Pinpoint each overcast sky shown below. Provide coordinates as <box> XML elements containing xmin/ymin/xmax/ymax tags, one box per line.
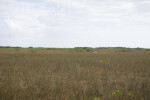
<box><xmin>0</xmin><ymin>0</ymin><xmax>150</xmax><ymax>48</ymax></box>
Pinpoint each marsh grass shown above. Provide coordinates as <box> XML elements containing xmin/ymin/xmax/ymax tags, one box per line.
<box><xmin>0</xmin><ymin>50</ymin><xmax>150</xmax><ymax>100</ymax></box>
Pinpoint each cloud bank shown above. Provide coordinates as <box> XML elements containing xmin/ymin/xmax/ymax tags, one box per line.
<box><xmin>0</xmin><ymin>0</ymin><xmax>150</xmax><ymax>47</ymax></box>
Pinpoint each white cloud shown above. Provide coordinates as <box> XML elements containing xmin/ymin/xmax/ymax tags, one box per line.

--- Task instructions ---
Copy the records word for word, leaving no picture in the copy.

--- Reply ---
Pinpoint each overcast sky shown below. Provide coordinates as <box> XML elements containing xmin/ymin/xmax/ymax tags, one box per line.
<box><xmin>0</xmin><ymin>0</ymin><xmax>150</xmax><ymax>48</ymax></box>
Pinpoint each marsh grass shown above. Provide coordinates as <box> XML elements containing xmin/ymin/xmax/ymax tags, one box per line.
<box><xmin>0</xmin><ymin>50</ymin><xmax>150</xmax><ymax>100</ymax></box>
Pinpoint each cloud bank shown above. Provide coordinates as <box> XML elements containing xmin/ymin/xmax/ymax tags, one box per line.
<box><xmin>0</xmin><ymin>0</ymin><xmax>150</xmax><ymax>47</ymax></box>
Pinpoint each white cloud shown above. Provide coordinates as <box> XML elements containing xmin/ymin/xmax/ymax tags, one box per line.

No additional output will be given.